EXERCISE BRIEF >> A single figure is the whole answer: the number of lines in the entries that contain "chickpea".

(Point localization data)

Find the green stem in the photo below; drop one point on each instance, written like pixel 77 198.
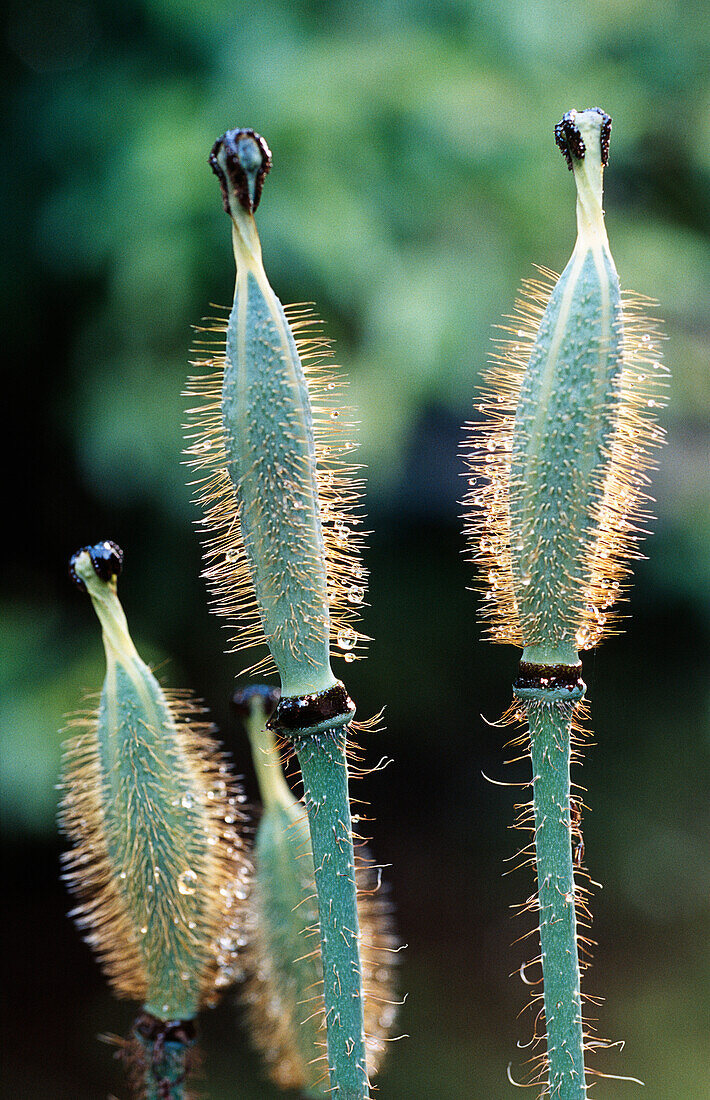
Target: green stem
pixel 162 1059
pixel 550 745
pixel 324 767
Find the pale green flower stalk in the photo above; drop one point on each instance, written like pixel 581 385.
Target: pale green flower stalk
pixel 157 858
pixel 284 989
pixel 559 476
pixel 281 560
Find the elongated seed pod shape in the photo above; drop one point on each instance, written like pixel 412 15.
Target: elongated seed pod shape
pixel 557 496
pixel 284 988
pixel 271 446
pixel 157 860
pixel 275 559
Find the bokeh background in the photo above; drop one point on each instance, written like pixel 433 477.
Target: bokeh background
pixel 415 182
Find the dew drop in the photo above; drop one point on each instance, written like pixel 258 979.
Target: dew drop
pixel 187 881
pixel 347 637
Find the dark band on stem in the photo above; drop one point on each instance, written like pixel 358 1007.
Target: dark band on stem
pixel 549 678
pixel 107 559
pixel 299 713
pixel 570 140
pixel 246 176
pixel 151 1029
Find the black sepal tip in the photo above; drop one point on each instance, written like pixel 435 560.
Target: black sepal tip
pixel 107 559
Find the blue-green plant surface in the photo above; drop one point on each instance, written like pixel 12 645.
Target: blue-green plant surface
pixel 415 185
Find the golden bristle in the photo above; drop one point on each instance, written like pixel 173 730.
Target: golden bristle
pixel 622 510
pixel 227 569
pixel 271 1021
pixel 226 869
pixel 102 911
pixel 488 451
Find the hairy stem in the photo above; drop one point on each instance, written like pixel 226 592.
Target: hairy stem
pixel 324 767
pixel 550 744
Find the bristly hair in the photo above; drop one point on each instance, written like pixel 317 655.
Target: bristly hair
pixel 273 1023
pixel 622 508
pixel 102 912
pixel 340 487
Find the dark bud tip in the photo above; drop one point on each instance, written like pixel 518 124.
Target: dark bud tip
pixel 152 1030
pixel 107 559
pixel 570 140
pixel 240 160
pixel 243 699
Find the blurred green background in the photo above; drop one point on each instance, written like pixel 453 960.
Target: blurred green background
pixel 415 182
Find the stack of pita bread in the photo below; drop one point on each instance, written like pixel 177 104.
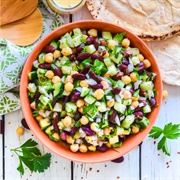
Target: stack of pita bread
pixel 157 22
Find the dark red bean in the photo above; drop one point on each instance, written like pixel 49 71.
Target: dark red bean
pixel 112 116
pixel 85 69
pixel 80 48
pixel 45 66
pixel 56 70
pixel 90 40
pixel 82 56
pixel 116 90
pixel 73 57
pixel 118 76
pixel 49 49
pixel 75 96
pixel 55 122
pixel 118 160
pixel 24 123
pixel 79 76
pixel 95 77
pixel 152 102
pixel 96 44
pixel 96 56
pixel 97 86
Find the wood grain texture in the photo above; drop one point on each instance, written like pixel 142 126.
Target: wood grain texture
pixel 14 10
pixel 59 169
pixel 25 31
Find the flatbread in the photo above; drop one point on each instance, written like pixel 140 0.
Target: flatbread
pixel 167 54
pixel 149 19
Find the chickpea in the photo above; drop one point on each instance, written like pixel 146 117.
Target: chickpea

COMPLETED EXERCISE >> 2